Task directions » Write out the material below verbatim, leaving out the pictures.

Entries shown »
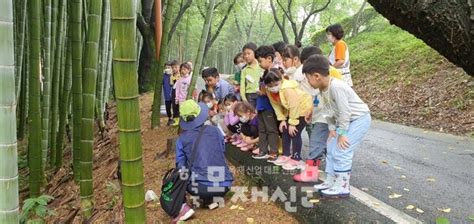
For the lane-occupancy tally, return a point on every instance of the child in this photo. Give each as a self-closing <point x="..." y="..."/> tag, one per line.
<point x="279" y="49"/>
<point x="167" y="87"/>
<point x="291" y="106"/>
<point x="183" y="83"/>
<point x="339" y="56"/>
<point x="175" y="75"/>
<point x="348" y="119"/>
<point x="267" y="123"/>
<point x="317" y="128"/>
<point x="231" y="120"/>
<point x="214" y="84"/>
<point x="250" y="75"/>
<point x="248" y="117"/>
<point x="209" y="151"/>
<point x="239" y="65"/>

Answer for this exercise »
For the lane-occupancy tally, return a point on every instance of the child in this photo. Give each as a self-closing <point x="..." y="..."/> tag, one per line.
<point x="279" y="49"/>
<point x="167" y="87"/>
<point x="291" y="106"/>
<point x="183" y="83"/>
<point x="339" y="56"/>
<point x="175" y="75"/>
<point x="348" y="119"/>
<point x="267" y="123"/>
<point x="317" y="128"/>
<point x="231" y="120"/>
<point x="214" y="84"/>
<point x="250" y="75"/>
<point x="248" y="117"/>
<point x="209" y="151"/>
<point x="239" y="65"/>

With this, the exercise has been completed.